- Information shown -
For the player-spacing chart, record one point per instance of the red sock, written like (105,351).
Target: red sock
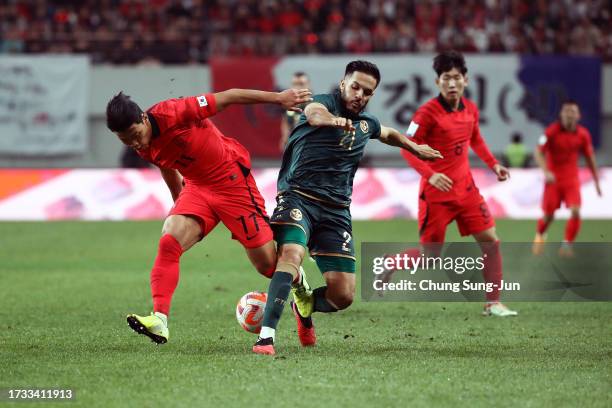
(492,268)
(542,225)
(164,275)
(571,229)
==
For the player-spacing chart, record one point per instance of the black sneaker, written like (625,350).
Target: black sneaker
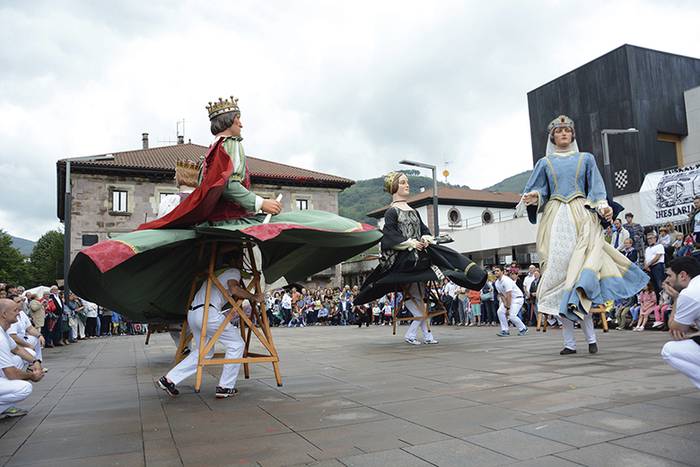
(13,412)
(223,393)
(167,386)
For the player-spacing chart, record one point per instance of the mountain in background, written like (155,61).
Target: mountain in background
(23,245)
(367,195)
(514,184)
--
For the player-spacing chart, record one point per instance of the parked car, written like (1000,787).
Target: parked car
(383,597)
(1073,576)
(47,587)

- Instructions to follow -
How many lines in the items above contain the string "black"? Matching is case-sensitive, and the reply should be the number alone.

- Reply to the task -
2